All items on our pack­ing list are avail­able for you to down­load free of charge in a detailed Excel spread­sheet includ­ing inform­a­tion on the products. We hope that our con­cen­trated load of pack­ing list know­ledge and every­day travel exper­i­ence in pack­ing, unpack­ing and repack­ing will help you! How­ever, the inform­a­tion is at the moment just giv­en in Ger­man. We are work­ing on the Eng­lish trans­la­tion.

Packliste Leaf and Sea

Below you will find a lot of help­ful back­ground inform­a­tion about the items we have taken with us. We do not only describe what is import­ant, but also what mis­takes we have made. We also describe a few oth­er products that we don’t have per­son­ally, but think are great, and a few links and our favour­ite doc­u­ment­ar­ies attached.

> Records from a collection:

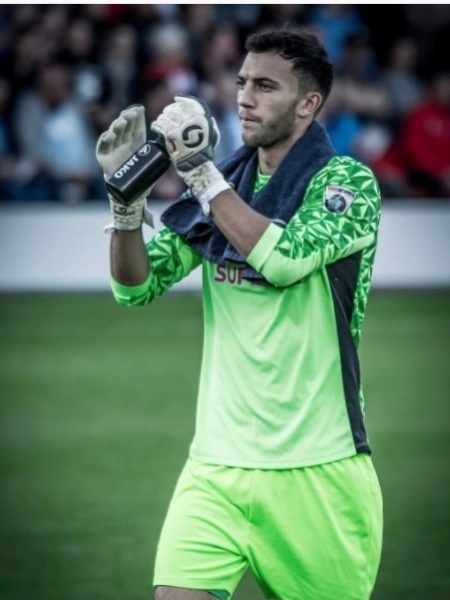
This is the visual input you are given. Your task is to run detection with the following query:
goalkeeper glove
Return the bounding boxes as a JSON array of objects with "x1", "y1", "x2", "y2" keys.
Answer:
[
  {"x1": 95, "y1": 105, "x2": 153, "y2": 231},
  {"x1": 151, "y1": 94, "x2": 231, "y2": 215}
]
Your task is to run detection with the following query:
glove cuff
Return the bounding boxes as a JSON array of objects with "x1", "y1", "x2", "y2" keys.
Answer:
[
  {"x1": 105, "y1": 194, "x2": 154, "y2": 233},
  {"x1": 182, "y1": 161, "x2": 231, "y2": 215}
]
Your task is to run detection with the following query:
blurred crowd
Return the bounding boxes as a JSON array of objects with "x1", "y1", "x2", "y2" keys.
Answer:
[{"x1": 0, "y1": 3, "x2": 450, "y2": 203}]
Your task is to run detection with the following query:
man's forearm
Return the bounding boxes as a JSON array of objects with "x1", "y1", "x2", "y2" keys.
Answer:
[
  {"x1": 110, "y1": 228, "x2": 150, "y2": 286},
  {"x1": 210, "y1": 190, "x2": 270, "y2": 258}
]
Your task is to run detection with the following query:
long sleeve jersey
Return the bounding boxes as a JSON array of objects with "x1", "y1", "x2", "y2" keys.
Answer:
[{"x1": 112, "y1": 157, "x2": 380, "y2": 469}]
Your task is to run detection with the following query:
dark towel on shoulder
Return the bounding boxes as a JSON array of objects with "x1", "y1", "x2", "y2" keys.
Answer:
[{"x1": 161, "y1": 121, "x2": 336, "y2": 282}]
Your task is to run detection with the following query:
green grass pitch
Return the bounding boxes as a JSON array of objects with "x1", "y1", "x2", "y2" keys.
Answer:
[{"x1": 0, "y1": 290, "x2": 450, "y2": 600}]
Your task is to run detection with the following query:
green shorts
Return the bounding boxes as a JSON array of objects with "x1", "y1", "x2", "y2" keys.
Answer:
[{"x1": 154, "y1": 454, "x2": 382, "y2": 600}]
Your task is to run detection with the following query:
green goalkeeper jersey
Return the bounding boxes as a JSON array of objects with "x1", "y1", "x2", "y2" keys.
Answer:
[{"x1": 112, "y1": 157, "x2": 380, "y2": 469}]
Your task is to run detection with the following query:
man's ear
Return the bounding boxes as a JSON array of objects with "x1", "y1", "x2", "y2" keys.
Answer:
[{"x1": 297, "y1": 92, "x2": 323, "y2": 119}]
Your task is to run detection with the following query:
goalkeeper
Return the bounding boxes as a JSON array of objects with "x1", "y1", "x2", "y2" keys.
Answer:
[{"x1": 97, "y1": 29, "x2": 382, "y2": 600}]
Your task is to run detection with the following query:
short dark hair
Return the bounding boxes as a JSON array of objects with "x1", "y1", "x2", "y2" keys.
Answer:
[{"x1": 245, "y1": 27, "x2": 334, "y2": 102}]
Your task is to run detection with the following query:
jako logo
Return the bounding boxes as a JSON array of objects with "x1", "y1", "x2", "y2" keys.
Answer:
[
  {"x1": 138, "y1": 144, "x2": 152, "y2": 156},
  {"x1": 182, "y1": 125, "x2": 205, "y2": 148},
  {"x1": 114, "y1": 154, "x2": 139, "y2": 179}
]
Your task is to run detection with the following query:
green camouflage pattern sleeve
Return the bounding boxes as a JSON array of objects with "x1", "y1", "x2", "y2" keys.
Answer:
[
  {"x1": 248, "y1": 157, "x2": 380, "y2": 286},
  {"x1": 111, "y1": 228, "x2": 202, "y2": 306},
  {"x1": 247, "y1": 156, "x2": 381, "y2": 341}
]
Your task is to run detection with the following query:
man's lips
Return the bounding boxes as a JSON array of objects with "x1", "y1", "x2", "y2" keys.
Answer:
[{"x1": 239, "y1": 115, "x2": 259, "y2": 124}]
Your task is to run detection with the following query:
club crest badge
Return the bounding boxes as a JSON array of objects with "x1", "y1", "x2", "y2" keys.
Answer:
[{"x1": 324, "y1": 185, "x2": 356, "y2": 215}]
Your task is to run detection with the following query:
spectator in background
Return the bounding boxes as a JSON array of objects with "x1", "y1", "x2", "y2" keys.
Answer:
[
  {"x1": 318, "y1": 81, "x2": 364, "y2": 158},
  {"x1": 100, "y1": 24, "x2": 138, "y2": 110},
  {"x1": 14, "y1": 63, "x2": 103, "y2": 202},
  {"x1": 0, "y1": 77, "x2": 48, "y2": 201},
  {"x1": 380, "y1": 36, "x2": 425, "y2": 132},
  {"x1": 308, "y1": 4, "x2": 369, "y2": 69},
  {"x1": 207, "y1": 69, "x2": 242, "y2": 164},
  {"x1": 143, "y1": 23, "x2": 197, "y2": 96},
  {"x1": 372, "y1": 68, "x2": 450, "y2": 199}
]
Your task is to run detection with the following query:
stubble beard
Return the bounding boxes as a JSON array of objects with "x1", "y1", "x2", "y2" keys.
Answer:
[{"x1": 242, "y1": 103, "x2": 296, "y2": 149}]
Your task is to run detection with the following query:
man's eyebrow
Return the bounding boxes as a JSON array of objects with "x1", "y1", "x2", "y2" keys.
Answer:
[{"x1": 236, "y1": 74, "x2": 278, "y2": 85}]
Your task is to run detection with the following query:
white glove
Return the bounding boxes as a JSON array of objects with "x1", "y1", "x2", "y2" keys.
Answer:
[
  {"x1": 95, "y1": 105, "x2": 153, "y2": 231},
  {"x1": 151, "y1": 95, "x2": 231, "y2": 214}
]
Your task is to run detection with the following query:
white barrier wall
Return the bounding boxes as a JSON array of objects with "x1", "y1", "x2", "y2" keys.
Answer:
[{"x1": 0, "y1": 200, "x2": 450, "y2": 292}]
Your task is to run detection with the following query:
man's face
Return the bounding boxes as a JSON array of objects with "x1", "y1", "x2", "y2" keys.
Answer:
[{"x1": 237, "y1": 52, "x2": 301, "y2": 148}]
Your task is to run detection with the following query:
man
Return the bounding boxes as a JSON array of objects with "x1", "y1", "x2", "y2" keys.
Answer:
[{"x1": 97, "y1": 30, "x2": 382, "y2": 600}]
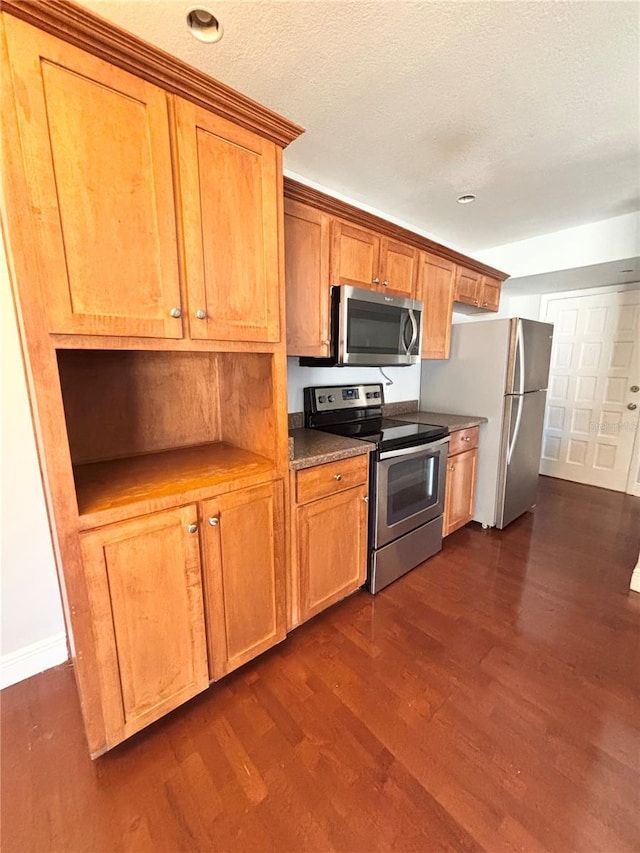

> GIVEN EXERCISE 1:
According to the packing list text, in what language is the information currently given?
> GIVEN EXERCISE 2:
Please pick out every line of the records that contains the word "glove".
The packing list text and the records have nothing to do with each other.

> WRITTEN REPLY 1:
German.

> WRITTEN REPLY 2:
goalkeeper glove
glove cuff
white glove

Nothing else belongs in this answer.